> **Goal of the exercise**: Render the lines from the one containing "Place a dot on every instance of the small" through the end of the items as a numbered list, leaving out any blank lines.

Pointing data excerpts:
'''
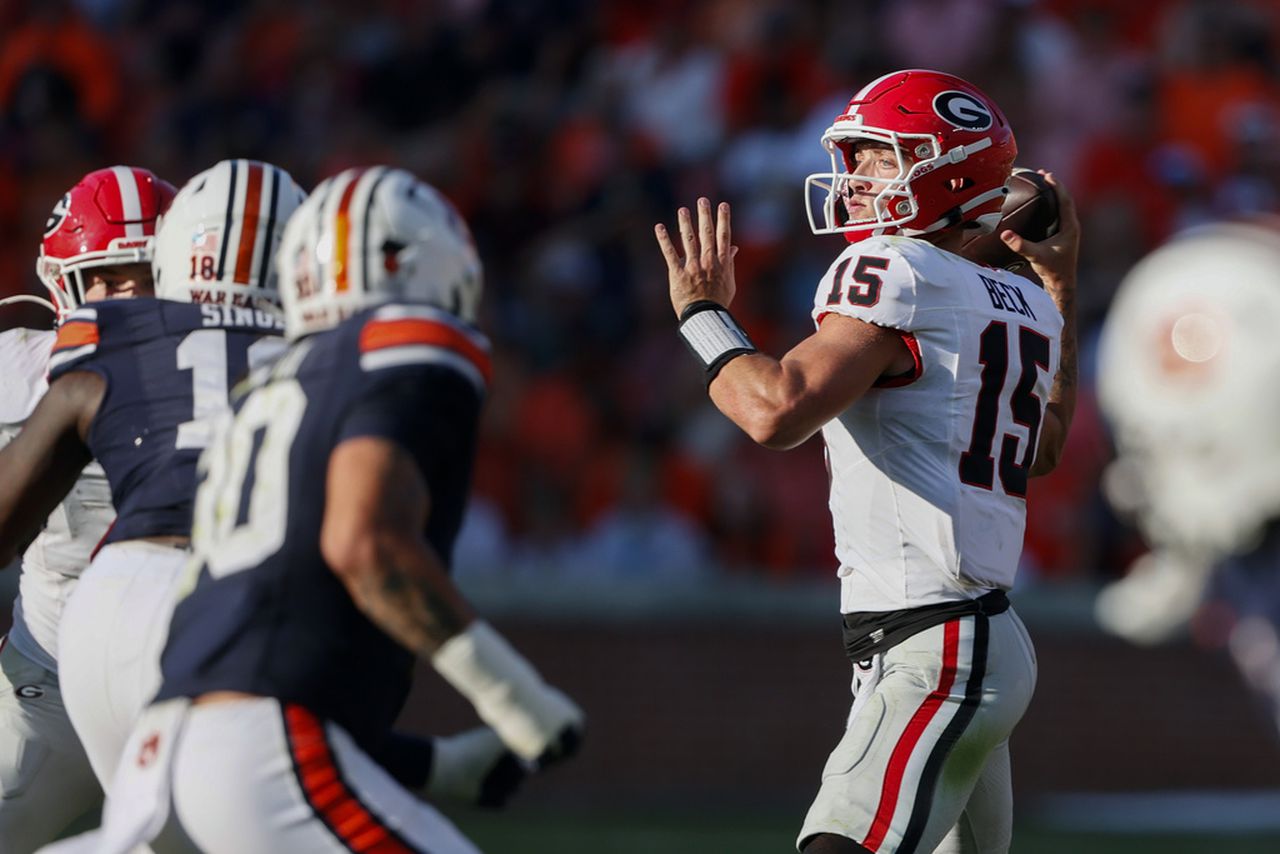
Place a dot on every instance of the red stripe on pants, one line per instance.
(910, 738)
(328, 794)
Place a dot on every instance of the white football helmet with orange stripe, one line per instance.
(373, 236)
(216, 243)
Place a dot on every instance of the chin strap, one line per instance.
(26, 297)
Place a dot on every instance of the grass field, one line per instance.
(529, 832)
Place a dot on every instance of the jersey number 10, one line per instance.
(977, 465)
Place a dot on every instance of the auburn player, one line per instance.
(938, 387)
(133, 384)
(97, 245)
(321, 537)
(1187, 380)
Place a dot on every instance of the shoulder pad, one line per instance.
(77, 339)
(396, 336)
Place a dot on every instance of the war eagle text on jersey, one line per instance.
(168, 368)
(928, 470)
(268, 616)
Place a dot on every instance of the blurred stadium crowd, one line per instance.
(565, 128)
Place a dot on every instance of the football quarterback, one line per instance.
(940, 387)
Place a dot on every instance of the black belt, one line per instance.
(868, 633)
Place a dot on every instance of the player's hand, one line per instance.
(475, 767)
(1054, 260)
(705, 272)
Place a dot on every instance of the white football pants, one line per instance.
(45, 777)
(109, 644)
(924, 761)
(257, 776)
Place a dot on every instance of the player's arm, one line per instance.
(376, 508)
(777, 402)
(782, 402)
(40, 466)
(1054, 261)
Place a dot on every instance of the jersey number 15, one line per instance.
(977, 465)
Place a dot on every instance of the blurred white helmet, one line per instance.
(1188, 377)
(373, 236)
(216, 242)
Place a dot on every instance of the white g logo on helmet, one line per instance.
(961, 110)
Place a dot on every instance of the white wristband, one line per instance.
(713, 336)
(506, 692)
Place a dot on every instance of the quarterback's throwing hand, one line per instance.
(1054, 259)
(705, 272)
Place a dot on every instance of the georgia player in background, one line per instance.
(940, 387)
(97, 245)
(135, 384)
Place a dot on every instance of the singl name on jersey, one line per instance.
(215, 315)
(1006, 297)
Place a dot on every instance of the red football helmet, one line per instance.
(954, 147)
(108, 218)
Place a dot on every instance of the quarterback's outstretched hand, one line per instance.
(705, 272)
(1054, 259)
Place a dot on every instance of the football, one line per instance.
(1031, 210)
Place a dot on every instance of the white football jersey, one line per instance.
(928, 471)
(62, 551)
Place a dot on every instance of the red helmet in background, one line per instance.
(108, 218)
(954, 147)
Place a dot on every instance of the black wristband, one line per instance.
(713, 336)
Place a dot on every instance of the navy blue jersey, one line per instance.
(266, 615)
(168, 368)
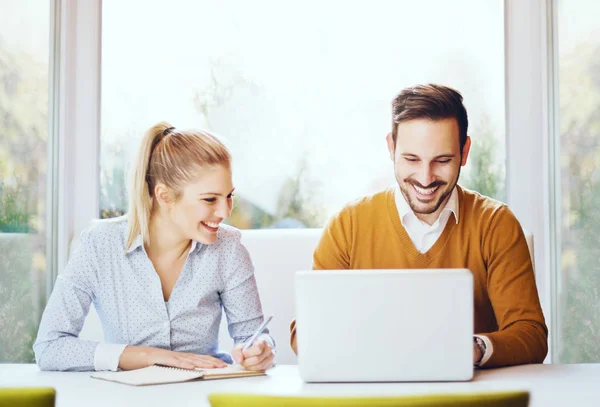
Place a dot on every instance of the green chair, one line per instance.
(495, 399)
(27, 397)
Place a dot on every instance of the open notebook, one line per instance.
(165, 374)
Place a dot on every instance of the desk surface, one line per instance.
(550, 385)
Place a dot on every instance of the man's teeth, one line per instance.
(425, 191)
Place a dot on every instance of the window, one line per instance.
(24, 55)
(579, 200)
(301, 91)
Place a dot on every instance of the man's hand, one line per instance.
(257, 357)
(137, 357)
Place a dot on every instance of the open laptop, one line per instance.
(385, 325)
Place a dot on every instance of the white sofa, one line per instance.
(277, 254)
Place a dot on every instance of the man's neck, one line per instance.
(430, 218)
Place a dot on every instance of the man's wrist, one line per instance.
(480, 345)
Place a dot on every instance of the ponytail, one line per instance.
(172, 157)
(140, 196)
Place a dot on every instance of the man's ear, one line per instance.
(391, 146)
(465, 152)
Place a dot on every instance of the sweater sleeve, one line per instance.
(332, 252)
(522, 335)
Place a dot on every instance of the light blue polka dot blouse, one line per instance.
(126, 291)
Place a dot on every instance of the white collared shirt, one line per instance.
(424, 237)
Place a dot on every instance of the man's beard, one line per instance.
(428, 211)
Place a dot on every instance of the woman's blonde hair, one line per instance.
(172, 157)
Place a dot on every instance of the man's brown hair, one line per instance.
(433, 102)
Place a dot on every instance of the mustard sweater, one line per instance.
(488, 240)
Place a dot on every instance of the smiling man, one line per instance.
(428, 221)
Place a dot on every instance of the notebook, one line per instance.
(164, 374)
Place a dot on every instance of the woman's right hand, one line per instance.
(137, 357)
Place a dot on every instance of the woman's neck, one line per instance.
(164, 239)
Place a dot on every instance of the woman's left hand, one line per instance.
(259, 356)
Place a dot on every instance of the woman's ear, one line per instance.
(162, 195)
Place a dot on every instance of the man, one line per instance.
(428, 221)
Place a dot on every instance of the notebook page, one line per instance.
(149, 375)
(234, 370)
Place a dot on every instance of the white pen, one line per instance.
(259, 331)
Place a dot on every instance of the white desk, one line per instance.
(550, 385)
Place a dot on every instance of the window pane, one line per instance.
(579, 202)
(301, 91)
(24, 48)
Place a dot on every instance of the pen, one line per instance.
(257, 333)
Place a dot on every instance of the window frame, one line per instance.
(530, 103)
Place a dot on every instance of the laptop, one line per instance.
(385, 325)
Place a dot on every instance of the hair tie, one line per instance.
(168, 130)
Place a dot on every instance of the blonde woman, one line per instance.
(160, 276)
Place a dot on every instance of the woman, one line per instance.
(160, 275)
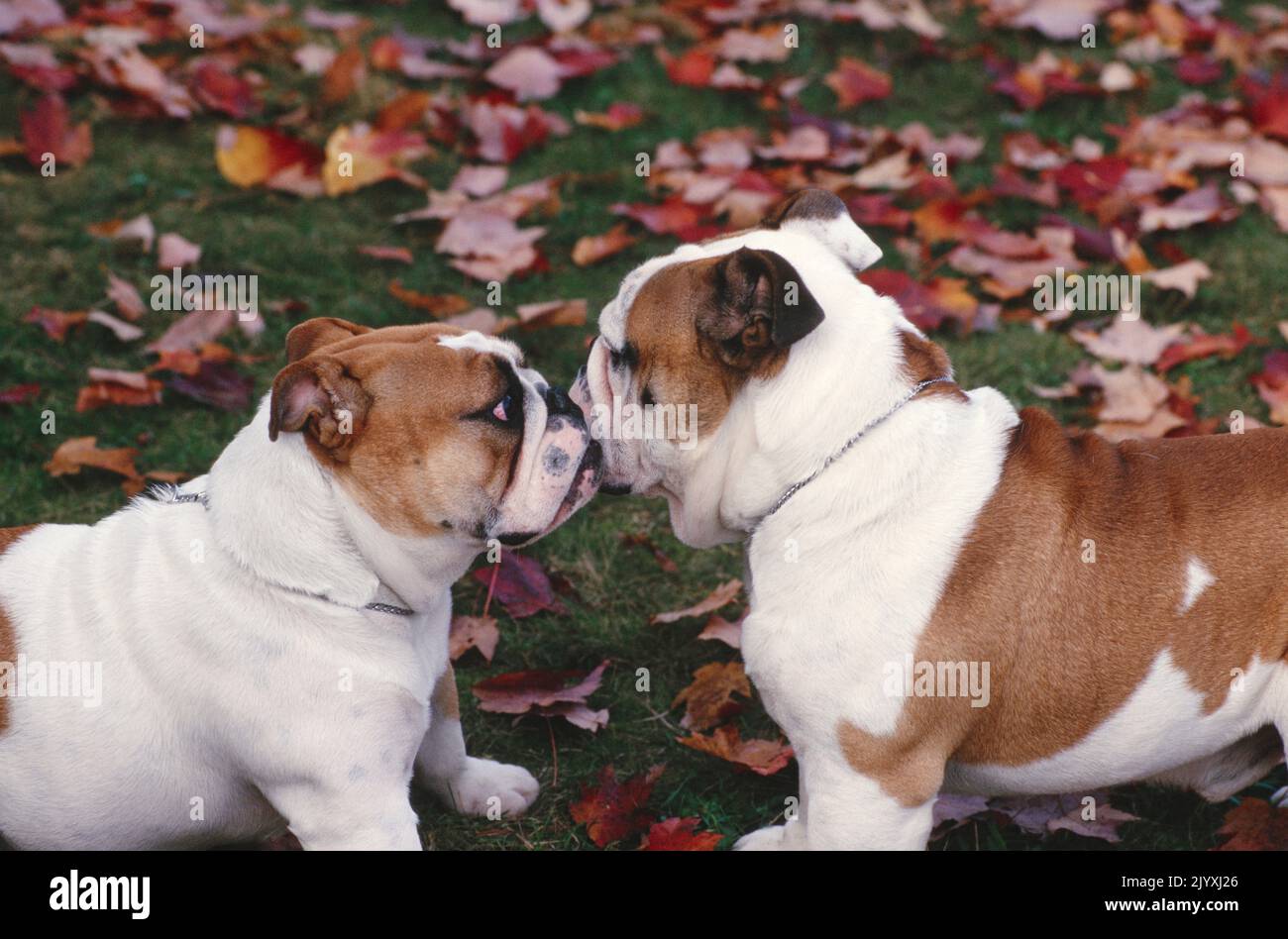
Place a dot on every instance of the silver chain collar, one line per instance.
(178, 497)
(798, 485)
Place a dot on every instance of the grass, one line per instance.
(304, 250)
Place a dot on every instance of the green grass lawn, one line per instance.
(305, 250)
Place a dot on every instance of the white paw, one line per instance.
(487, 787)
(771, 839)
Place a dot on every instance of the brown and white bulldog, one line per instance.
(267, 646)
(945, 595)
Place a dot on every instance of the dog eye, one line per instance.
(503, 410)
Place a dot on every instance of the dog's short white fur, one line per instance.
(233, 698)
(844, 577)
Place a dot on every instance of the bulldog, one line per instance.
(947, 595)
(271, 638)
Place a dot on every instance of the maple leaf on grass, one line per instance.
(54, 322)
(18, 394)
(857, 81)
(78, 453)
(520, 583)
(616, 809)
(545, 694)
(679, 835)
(595, 248)
(473, 633)
(46, 129)
(763, 758)
(1254, 824)
(717, 598)
(708, 698)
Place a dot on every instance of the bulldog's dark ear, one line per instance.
(320, 397)
(760, 307)
(313, 334)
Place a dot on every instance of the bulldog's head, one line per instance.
(702, 333)
(432, 429)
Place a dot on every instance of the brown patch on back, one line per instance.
(8, 646)
(411, 462)
(923, 361)
(1068, 642)
(446, 702)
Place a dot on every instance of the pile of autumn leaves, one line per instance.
(614, 810)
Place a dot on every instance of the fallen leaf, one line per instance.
(473, 633)
(386, 253)
(78, 453)
(717, 598)
(533, 316)
(1199, 344)
(434, 304)
(1129, 340)
(46, 129)
(111, 391)
(721, 630)
(263, 156)
(361, 156)
(217, 384)
(1253, 824)
(618, 116)
(520, 585)
(54, 322)
(855, 81)
(528, 71)
(545, 694)
(614, 810)
(679, 835)
(708, 698)
(593, 248)
(763, 758)
(176, 252)
(18, 394)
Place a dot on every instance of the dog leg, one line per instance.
(849, 810)
(469, 784)
(368, 817)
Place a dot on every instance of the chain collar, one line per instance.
(178, 497)
(798, 485)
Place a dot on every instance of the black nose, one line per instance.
(559, 402)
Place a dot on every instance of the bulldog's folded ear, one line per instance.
(823, 215)
(313, 334)
(320, 395)
(760, 307)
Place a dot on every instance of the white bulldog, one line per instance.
(945, 595)
(268, 646)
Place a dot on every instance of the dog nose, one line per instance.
(559, 402)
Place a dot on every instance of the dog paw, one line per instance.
(487, 787)
(772, 839)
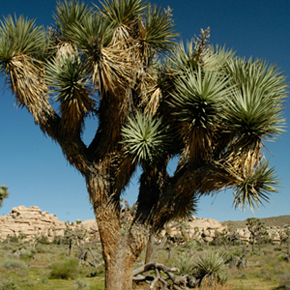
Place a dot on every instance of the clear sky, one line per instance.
(37, 173)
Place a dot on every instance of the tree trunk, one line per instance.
(149, 249)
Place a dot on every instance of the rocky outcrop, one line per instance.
(31, 222)
(194, 229)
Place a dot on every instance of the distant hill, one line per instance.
(269, 222)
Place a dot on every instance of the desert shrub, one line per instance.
(66, 269)
(13, 264)
(284, 281)
(8, 284)
(44, 240)
(80, 284)
(211, 266)
(12, 239)
(184, 262)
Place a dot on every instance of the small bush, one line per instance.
(284, 281)
(67, 269)
(211, 266)
(184, 262)
(13, 264)
(8, 285)
(81, 284)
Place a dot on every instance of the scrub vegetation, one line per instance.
'''
> **In response**:
1. Place a dot on every instance of the small bush, one line per instance.
2. (284, 281)
3. (67, 269)
4. (211, 266)
5. (184, 262)
6. (13, 264)
7. (8, 285)
8. (81, 284)
9. Place a dot on every instance of the scrub vegetation, one line per instance.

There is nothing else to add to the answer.